**Stated problem**
Return the material word for word, starting at the beginning and ending with the line that contains "[405,276,424,342]", and leave out the pictures.

**Extracted records**
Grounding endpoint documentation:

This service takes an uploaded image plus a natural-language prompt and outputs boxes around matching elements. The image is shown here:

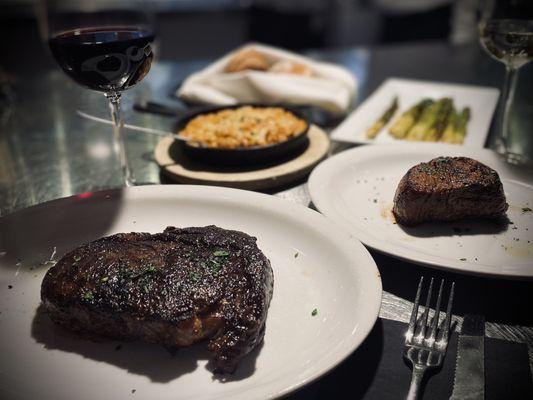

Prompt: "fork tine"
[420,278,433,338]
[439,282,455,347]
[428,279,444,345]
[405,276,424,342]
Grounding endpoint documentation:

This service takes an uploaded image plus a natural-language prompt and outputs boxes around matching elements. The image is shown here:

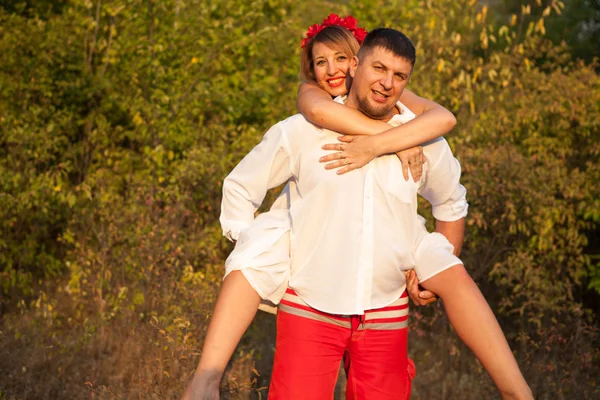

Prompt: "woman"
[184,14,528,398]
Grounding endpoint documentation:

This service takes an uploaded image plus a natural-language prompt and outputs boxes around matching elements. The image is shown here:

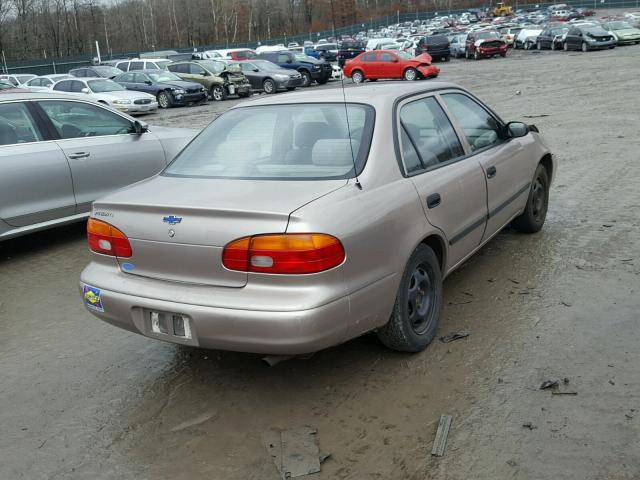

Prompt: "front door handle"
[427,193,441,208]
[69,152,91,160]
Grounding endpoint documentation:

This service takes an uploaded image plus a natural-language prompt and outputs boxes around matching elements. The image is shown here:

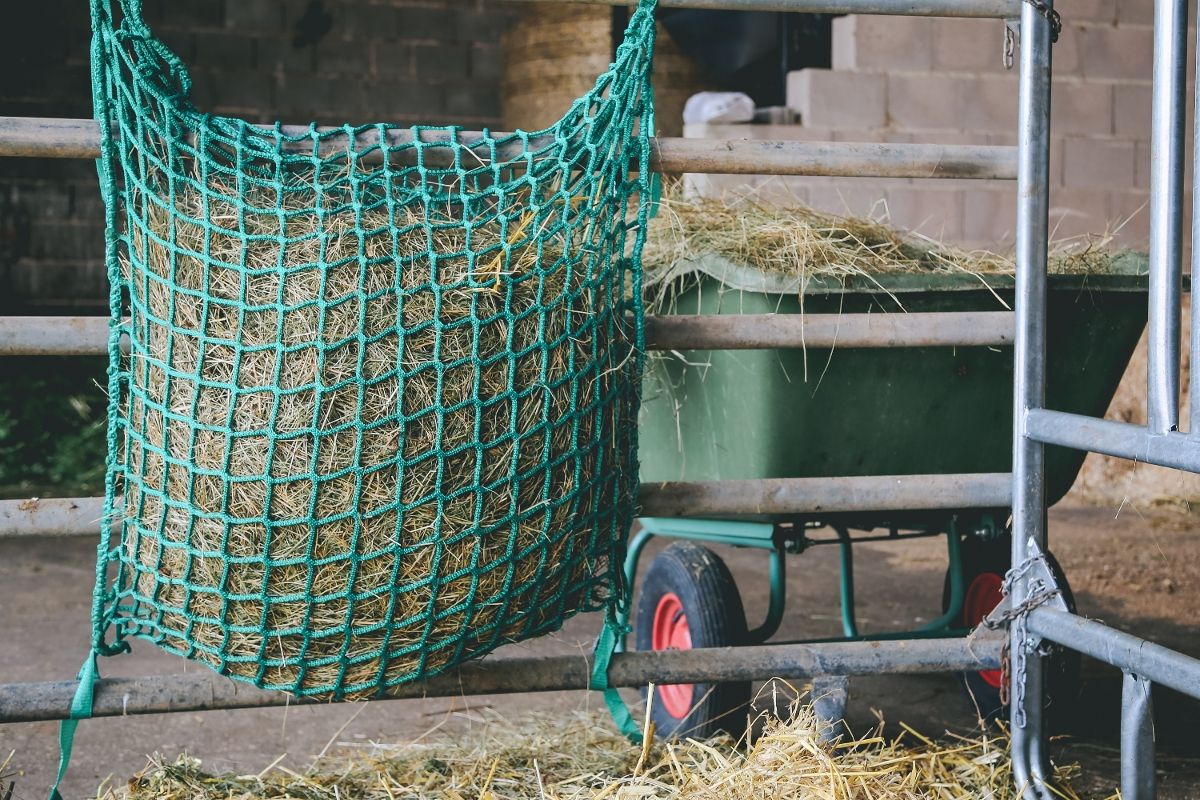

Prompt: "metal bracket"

**Final result**
Grounding endpoint documentation:

This service takes an uploaded image plus a natural-language prompt and outputs boxes around matching elements. The image is shown here:


Prompt: "fork tine"
[420,278,433,338]
[439,282,455,347]
[428,279,444,345]
[405,276,424,342]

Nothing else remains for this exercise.